» The task
Reproduce the records with "windmill roof" swapped for "windmill blade" and every other part left unchanged.

A sequence of records
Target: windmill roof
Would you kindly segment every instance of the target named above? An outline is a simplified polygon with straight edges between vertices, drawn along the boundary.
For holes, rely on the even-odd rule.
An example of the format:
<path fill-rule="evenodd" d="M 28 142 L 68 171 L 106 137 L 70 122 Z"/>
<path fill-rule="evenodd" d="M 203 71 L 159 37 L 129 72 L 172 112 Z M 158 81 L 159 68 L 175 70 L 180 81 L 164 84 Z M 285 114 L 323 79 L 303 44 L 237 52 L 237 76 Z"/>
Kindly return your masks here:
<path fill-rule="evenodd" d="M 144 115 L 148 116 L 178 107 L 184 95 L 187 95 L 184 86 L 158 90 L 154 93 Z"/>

» Worked solution
Target: windmill blade
Would you kindly segment every instance of the target named above? An outline is a simplified polygon with straight edges between vertices, drawn along the boundary.
For holes, rely on the even-odd rule.
An example of the format:
<path fill-rule="evenodd" d="M 28 142 L 68 171 L 106 137 L 70 122 Z"/>
<path fill-rule="evenodd" d="M 203 71 L 159 37 L 129 72 L 172 112 Z M 158 81 L 159 68 L 175 70 L 180 81 L 164 84 Z M 285 114 L 323 79 L 303 44 L 237 52 L 237 76 Z"/>
Kindly return your masks here:
<path fill-rule="evenodd" d="M 144 115 L 148 116 L 178 107 L 184 95 L 187 95 L 184 86 L 158 90 L 154 93 Z"/>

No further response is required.